### Problem requirements:
Go through the listing and count the lines with "archway" in them; write only the number.

++++++++

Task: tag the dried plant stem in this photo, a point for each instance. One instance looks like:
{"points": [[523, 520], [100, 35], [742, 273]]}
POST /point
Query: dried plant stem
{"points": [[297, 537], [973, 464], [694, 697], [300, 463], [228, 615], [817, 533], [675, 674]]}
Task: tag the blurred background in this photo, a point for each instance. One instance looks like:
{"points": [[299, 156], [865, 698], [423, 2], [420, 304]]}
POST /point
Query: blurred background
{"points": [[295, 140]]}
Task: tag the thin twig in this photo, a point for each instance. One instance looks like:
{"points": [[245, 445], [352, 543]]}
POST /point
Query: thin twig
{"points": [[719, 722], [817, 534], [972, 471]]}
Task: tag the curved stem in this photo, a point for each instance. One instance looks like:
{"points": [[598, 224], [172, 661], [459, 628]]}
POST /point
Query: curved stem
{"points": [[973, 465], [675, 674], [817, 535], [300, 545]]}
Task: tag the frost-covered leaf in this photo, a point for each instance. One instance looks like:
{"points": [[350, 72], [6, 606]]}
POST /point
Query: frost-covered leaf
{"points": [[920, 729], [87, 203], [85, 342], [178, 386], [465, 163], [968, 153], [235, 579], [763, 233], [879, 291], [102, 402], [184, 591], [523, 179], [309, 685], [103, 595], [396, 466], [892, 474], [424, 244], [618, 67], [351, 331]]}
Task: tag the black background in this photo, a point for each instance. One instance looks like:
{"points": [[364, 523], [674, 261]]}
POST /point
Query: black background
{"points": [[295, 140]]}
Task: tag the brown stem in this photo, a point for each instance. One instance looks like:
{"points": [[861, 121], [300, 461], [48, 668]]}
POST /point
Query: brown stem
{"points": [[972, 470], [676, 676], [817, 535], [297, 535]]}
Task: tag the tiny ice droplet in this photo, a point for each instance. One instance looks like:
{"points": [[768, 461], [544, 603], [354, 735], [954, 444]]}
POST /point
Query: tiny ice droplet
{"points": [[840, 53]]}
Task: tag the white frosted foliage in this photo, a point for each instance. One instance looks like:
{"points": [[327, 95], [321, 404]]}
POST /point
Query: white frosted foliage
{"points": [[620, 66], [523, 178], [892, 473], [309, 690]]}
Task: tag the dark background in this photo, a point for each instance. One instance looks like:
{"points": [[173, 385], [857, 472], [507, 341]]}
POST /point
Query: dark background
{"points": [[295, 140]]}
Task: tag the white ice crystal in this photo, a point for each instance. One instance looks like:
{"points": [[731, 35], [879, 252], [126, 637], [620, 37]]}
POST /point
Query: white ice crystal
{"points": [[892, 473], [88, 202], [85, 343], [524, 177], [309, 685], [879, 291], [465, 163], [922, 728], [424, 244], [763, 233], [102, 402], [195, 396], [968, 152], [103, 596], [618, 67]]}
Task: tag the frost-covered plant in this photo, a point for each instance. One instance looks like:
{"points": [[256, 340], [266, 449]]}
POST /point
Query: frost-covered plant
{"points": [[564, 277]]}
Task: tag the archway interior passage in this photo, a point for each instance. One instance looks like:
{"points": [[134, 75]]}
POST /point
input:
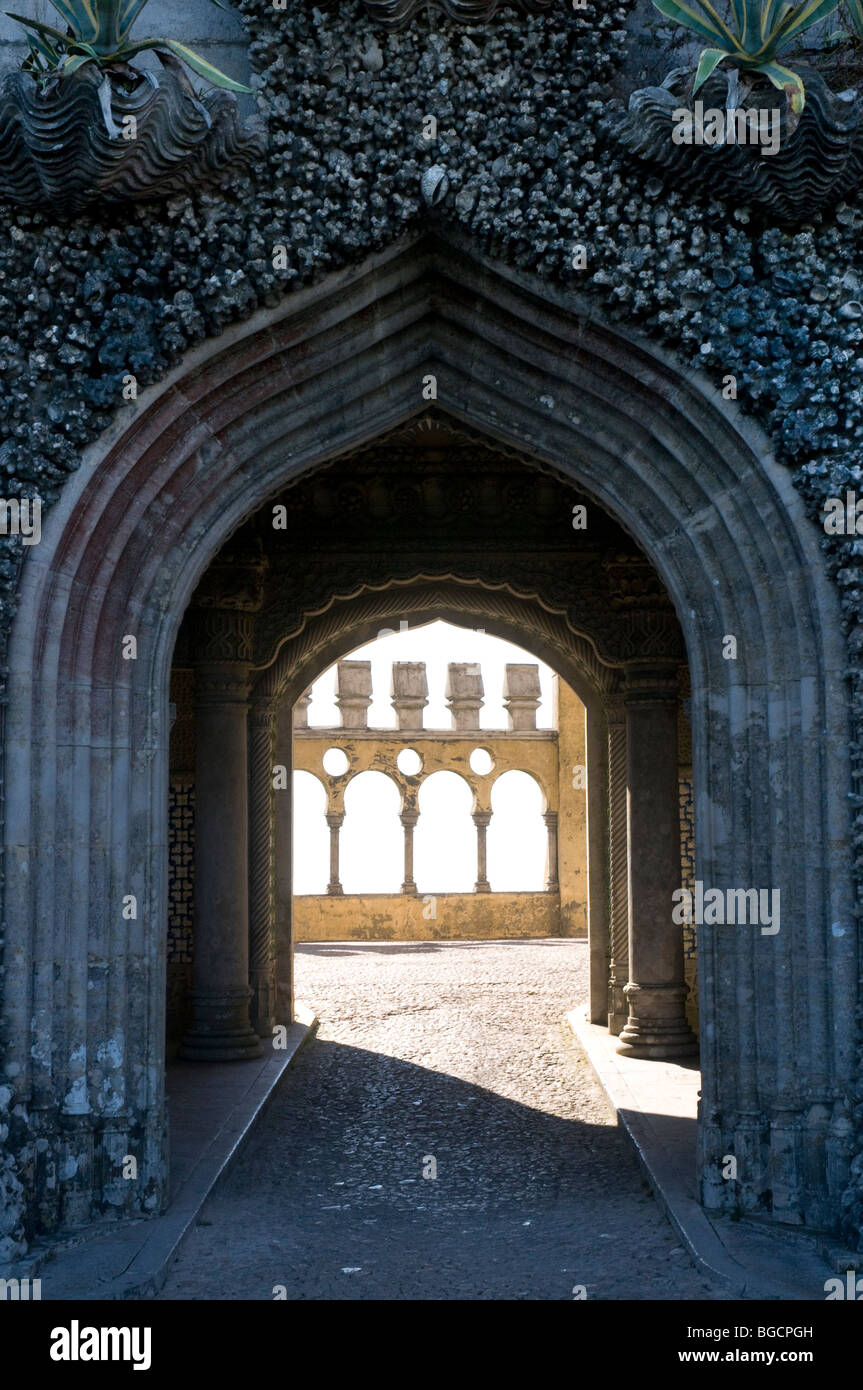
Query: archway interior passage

++++++++

### Answer section:
2